>> START RECORDS SHOWN

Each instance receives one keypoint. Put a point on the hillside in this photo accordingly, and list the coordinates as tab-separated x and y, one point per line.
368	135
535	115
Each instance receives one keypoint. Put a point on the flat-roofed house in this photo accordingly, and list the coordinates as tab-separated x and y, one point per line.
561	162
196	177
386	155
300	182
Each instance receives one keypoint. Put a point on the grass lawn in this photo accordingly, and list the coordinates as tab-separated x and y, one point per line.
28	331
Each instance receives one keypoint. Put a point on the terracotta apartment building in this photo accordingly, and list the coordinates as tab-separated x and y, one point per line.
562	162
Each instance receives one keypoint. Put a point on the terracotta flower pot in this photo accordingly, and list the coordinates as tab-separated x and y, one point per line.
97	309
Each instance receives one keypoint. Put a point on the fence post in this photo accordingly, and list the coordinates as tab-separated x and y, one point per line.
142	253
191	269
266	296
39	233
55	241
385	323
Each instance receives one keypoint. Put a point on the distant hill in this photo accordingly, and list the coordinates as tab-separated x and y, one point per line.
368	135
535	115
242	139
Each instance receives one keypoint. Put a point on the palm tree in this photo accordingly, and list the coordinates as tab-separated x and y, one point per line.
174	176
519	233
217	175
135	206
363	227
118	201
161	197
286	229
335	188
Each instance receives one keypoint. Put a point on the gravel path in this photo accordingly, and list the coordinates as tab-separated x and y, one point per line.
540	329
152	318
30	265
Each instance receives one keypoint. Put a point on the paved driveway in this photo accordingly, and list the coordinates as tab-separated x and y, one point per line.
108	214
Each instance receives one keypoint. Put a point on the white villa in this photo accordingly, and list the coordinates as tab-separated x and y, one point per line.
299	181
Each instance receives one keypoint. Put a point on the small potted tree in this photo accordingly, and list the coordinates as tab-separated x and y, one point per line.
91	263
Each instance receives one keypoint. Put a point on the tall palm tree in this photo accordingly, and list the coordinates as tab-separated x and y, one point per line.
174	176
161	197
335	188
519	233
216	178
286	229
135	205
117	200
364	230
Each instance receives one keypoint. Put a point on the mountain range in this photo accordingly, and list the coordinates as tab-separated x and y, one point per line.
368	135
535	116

>> END RECORDS SHOWN

▶ **BRIEF**
Copy everything from the line containing "Each instance receives one keypoint. Put a point on the distant" down to the end of the listing, keeping every line as it is except the coordinate values in the answers, each of which you should shift by adding -108.

▶ **ANSWER TO THE EXERCISE**
Each instance receives one keypoint. Put a point on the distant hill in this photo accordingly, and list the coordinates as tab-separated x and y, one point per line.
260	27
427	7
134	31
Each instance receives one keypoint. Put a point on the palm tree in this photo accordingly, and list the coordinates as tab-separated x and y, one point per line.
66	68
411	125
109	67
27	98
255	119
10	93
53	89
178	121
227	80
Each instance receives one keypoint. Put a point on the gravel path in this photo accordingly, and list the coordinates as tab-separated x and y, one point per line.
432	221
44	210
-78	157
Each instance receives one keypoint. Put a point on the paved driveway in this photo accordingly, and list the coordinates as tab-separated x and y, one point per line.
0	106
Each instance receives one keypoint. Put a point on the white villa in this photo accordingly, and list the coordinates as tab-separated x and y, one point per line.
191	73
Each instance receives one keypoint. Put a point on the small potted tree in this photo accordingly, and list the coordinates as tab-separated x and y, one point per line.
-17	155
Each instance receives one keypoint. Put a point on the tall palm tree in this photo accordingly, and list the coordinates as tab-separated x and y, one point per line.
66	68
53	89
227	80
411	125
108	70
178	121
27	97
9	92
256	122
Each instance receives one keypoint. Put a point on the mountain range in this photo accordingly, and list the coordinates as tab-separated x and y, one point per line.
260	27
427	8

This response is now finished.